EXTRACTED INFORMATION =>
— Start —
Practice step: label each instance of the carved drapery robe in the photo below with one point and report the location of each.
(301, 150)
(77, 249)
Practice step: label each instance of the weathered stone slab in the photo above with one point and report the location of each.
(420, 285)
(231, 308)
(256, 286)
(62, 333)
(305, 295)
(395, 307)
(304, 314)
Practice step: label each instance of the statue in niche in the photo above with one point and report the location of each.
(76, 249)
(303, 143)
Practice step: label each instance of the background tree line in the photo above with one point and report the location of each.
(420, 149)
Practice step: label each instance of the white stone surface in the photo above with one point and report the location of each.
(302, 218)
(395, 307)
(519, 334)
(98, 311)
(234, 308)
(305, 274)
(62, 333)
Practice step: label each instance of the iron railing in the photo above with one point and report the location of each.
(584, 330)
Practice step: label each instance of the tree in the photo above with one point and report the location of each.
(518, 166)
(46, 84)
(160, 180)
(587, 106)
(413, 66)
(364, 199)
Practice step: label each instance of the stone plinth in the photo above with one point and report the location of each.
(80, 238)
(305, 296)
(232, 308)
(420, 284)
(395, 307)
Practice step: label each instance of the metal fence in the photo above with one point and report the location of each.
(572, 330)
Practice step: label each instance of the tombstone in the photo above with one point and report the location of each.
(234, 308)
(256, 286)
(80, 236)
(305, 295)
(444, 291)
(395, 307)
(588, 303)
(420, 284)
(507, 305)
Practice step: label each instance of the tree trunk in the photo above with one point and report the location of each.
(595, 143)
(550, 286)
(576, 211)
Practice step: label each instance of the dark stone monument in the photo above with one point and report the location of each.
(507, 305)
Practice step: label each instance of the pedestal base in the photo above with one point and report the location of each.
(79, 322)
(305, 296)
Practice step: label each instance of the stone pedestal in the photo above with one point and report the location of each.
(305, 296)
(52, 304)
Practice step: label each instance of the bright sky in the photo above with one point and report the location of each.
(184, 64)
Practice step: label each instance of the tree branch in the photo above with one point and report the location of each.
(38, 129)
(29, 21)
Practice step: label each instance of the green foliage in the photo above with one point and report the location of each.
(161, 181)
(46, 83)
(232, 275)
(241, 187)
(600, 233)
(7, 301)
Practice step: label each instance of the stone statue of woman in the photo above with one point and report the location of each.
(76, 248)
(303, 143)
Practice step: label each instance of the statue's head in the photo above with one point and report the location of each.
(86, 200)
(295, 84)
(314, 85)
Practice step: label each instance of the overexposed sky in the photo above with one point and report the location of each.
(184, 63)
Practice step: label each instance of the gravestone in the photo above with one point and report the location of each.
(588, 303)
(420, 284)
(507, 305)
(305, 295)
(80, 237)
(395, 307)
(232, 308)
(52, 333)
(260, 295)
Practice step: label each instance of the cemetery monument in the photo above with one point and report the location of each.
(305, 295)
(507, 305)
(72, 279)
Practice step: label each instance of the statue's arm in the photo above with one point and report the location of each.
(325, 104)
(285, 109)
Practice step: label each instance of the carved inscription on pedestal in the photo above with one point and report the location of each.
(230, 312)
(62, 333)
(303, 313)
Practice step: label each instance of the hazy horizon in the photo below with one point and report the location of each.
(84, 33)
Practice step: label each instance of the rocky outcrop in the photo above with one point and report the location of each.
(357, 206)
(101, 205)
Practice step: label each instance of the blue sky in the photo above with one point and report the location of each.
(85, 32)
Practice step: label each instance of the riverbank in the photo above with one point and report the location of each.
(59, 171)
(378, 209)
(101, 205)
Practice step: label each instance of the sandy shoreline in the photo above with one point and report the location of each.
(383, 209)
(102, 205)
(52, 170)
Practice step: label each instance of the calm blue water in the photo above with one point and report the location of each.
— End —
WHAT YOU WILL DO => Set out the stretch of the listing from the line containing "Practice step: label each instance of the gravestone" through the end of the listing as a numbered list, both ends included and blank lines omitted.

FINISHED TASK =>
1. Practice step: label each instance of the gravestone in the photo above with one point and report the location of each.
2. (588, 303)
3. (420, 284)
4. (507, 305)
5. (305, 295)
6. (80, 237)
7. (395, 307)
8. (232, 308)
9. (52, 333)
10. (260, 295)
11. Practice step: label each instance of the cemetery monument in the photo above with one point and report the location of each.
12. (305, 295)
13. (507, 305)
14. (72, 279)
15. Practice step: label each instance of the statue's arm in the photo above with one point and report the location of each.
16. (325, 104)
17. (285, 109)
18. Practice step: label each instance of the carved inscription on pedestal in the photo above with one point and report the location of each.
19. (230, 312)
20. (62, 333)
21. (303, 313)
22. Practice step: label each instance of the hazy horizon in the photo below with one point and report the location of each.
23. (84, 33)
24. Practice step: label each instance of the rocky outcrop in the photo above with one point and report the location of each.
25. (357, 206)
26. (101, 205)
27. Practice step: label each instance of the blue sky in the photo above with one point and report the location of each.
28. (85, 32)
29. Practice step: label each instance of the riverbank in the photo above with one point and report the location of each.
30. (59, 171)
31. (378, 209)
32. (101, 205)
33. Practice step: label each instance of the sandy shoreline in the photo above with one point and report the location of each.
34. (383, 209)
35. (102, 205)
36. (52, 170)
37. Practice step: label each instance of the calm blue water in the photo above with one point and report the location of each.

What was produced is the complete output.